Given request: Which lines below contain the string "tote" with the same capitalization? Pull out each of those lines in full.

----- Dataset records

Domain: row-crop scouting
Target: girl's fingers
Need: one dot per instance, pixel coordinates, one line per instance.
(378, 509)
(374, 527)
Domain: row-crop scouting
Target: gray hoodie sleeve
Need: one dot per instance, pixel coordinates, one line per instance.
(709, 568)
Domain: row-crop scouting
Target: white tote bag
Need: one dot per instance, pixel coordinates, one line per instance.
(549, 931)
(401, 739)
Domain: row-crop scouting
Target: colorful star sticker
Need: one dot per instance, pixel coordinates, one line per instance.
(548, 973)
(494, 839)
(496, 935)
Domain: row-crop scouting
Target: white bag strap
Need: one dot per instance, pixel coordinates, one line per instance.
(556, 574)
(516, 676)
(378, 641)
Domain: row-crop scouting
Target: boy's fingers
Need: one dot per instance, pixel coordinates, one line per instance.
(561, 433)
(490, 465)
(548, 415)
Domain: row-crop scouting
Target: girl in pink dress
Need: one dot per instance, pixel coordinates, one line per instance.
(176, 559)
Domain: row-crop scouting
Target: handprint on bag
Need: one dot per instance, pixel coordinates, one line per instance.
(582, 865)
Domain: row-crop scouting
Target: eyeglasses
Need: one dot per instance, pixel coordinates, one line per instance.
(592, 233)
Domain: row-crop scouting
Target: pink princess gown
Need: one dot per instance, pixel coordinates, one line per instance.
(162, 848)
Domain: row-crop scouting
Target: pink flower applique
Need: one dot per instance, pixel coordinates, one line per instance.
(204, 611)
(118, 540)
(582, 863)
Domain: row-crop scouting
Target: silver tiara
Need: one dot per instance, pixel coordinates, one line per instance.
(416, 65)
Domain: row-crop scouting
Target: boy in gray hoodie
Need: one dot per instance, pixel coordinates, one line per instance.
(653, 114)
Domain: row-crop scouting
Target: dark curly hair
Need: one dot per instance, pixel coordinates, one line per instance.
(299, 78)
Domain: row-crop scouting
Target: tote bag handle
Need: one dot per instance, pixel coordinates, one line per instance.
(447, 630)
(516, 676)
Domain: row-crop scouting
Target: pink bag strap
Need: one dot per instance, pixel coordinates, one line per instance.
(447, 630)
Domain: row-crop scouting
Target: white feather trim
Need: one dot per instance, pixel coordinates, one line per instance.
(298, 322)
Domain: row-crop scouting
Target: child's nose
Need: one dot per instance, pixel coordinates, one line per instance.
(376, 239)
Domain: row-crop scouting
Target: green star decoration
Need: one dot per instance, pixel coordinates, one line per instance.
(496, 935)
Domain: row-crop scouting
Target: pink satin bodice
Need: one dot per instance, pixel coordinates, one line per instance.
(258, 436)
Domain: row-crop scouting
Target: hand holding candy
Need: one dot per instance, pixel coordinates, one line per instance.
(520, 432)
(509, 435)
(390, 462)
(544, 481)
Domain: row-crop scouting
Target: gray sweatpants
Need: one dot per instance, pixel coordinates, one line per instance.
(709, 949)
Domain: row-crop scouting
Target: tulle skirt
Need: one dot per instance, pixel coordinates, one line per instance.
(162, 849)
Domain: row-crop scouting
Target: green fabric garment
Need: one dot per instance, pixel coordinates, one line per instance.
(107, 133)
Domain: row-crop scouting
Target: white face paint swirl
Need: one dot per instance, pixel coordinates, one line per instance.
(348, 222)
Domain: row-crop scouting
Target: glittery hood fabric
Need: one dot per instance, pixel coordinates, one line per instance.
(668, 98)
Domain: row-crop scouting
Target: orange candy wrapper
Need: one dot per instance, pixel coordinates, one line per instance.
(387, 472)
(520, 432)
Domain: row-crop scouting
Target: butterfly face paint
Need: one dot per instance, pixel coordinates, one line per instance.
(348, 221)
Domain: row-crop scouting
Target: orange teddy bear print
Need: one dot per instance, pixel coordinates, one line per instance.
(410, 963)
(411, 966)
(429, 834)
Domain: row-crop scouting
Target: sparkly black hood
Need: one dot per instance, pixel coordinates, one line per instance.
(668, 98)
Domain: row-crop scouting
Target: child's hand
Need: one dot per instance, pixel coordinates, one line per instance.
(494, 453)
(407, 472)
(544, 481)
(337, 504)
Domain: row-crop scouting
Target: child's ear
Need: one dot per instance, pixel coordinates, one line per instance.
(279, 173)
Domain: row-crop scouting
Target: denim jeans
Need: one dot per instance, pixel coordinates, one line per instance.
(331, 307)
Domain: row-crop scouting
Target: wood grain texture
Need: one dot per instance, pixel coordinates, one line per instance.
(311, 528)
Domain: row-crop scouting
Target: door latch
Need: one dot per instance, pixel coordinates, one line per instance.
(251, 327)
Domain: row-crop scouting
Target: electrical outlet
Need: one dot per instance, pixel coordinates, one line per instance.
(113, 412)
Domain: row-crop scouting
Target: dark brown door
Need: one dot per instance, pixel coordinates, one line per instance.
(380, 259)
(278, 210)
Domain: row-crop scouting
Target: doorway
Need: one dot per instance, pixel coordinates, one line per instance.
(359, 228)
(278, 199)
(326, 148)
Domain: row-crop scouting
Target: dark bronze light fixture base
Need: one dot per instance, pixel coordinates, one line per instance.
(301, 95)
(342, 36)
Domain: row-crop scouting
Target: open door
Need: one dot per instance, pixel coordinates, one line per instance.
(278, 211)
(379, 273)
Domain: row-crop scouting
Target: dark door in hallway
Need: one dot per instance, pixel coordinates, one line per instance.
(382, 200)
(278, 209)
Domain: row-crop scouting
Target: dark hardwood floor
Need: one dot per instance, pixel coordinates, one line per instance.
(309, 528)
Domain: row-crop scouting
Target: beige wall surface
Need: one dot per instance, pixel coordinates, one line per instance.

----------

Response below:
Target: white tote bag
Target: tote bag handle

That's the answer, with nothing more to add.